[[ SOURCE PASSAGE, beginning ]]
I tried to end but he won't.
Thursday, August 6, 2009
It was a very gloomy day.
At first, I never thought of ending what we have. We were very close yesterday, but we didn't see it coming. Because of a simple lie, it changed everything. I suddenly gave up from all the fights that I tried to fight just to have a nice, happy and loving relationship. I tried a million times but last night I got tired.
Im not the person who gives up easily. I try to fight as much as i can, I try to fix things as much a possible and I try to understand everything as hard as i can but things that i do was not enough.
I loved him, but it's still not enough. I understand him a lot, but damn, I'm still the one who leads to be misunderstand. I try to be loyal as much as possible but Im the one whose been betrayed.
Whenever we have our fight, Im the one who's chasing him and saying not to go and telling him we can fix this, we can start again, we can understand each other more but last night was different. I had the courage to let go and leave him alone. At first I thought he would just let me, but i was wrong. He tried to chase me, stop me from saying those words and even cried and beg for me to stay with him but I was TIRED already from being unappreciated, misunderstand and being betrayed.
He started to say those plans that we have in the future. Those PBA that we're planning to go. He even mentioned that what if one day I'll be walking down the aisle and he's not the one who's waiting for me down the aisle, then I said that's quite impossible. Why, he asked again and I said, I dont know.
He even told me, he wouldn't be marrying someone if it's not me. Then suddenly I asked myself, WHY IS HE LIKE THIS?? -- Now he's the one chasing around. Texting me to stop. aaaaargh. Im confused.
[[ SOURCE PASSAGE, end ]]
[[ INPUT DATA, beginning ]]
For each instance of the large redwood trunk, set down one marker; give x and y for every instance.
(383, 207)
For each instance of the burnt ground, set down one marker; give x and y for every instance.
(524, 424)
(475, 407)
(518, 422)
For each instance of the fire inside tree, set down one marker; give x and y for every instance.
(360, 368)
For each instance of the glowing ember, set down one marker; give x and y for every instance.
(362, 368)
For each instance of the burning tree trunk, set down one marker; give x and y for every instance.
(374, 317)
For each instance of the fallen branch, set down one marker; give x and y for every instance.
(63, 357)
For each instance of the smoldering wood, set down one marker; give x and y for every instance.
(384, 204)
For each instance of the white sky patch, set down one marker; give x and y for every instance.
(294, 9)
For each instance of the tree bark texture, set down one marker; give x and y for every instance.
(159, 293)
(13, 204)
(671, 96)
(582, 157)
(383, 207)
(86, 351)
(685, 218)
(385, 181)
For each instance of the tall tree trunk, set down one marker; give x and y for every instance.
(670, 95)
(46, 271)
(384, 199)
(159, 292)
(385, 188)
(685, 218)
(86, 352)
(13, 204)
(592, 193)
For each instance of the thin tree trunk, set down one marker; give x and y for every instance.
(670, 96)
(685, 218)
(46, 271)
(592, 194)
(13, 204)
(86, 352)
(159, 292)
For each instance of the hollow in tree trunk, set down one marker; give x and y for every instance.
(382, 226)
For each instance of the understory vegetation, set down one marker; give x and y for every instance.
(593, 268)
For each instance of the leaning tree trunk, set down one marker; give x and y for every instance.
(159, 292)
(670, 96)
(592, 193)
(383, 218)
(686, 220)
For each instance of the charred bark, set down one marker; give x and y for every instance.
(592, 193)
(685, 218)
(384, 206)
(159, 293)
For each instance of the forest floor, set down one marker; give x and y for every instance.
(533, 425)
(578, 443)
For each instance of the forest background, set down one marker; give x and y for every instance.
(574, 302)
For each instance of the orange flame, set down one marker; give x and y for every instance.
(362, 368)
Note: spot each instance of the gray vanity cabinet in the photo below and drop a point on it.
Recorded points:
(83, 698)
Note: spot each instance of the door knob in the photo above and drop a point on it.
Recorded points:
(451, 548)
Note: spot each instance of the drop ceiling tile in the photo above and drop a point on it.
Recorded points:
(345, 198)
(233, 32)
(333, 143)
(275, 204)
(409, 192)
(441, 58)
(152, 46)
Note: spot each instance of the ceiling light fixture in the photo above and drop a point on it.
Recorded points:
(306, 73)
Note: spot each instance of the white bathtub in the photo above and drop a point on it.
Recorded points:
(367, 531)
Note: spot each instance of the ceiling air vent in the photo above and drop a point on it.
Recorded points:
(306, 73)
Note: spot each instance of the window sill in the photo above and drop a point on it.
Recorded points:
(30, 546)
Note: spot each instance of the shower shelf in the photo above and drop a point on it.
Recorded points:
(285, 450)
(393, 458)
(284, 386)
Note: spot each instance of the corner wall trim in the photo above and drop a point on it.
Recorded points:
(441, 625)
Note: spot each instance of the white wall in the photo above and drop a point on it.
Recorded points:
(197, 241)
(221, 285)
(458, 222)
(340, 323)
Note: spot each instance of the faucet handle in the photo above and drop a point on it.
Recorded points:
[[ INPUT DATA, end ]]
Reproduce the part of the blog post that opens with the words containing "Thursday, August 6, 2009" and closes with "whose been betrayed.". The rows come from a separate source, unrelated to the blog post.

Thursday, August 6, 2009
It was a very gloomy day.
At first, I never thought of ending what we have. We were very close yesterday, but we didn't see it coming. Because of a simple lie, it changed everything. I suddenly gave up from all the fights that I tried to fight just to have a nice, happy and loving relationship. I tried a million times but last night I got tired.
Im not the person who gives up easily. I try to fight as much as i can, I try to fix things as much a possible and I try to understand everything as hard as i can but things that i do was not enough.
I loved him, but it's still not enough. I understand him a lot, but damn, I'm still the one who leads to be misunderstand. I try to be loyal as much as possible but Im the one whose been betrayed.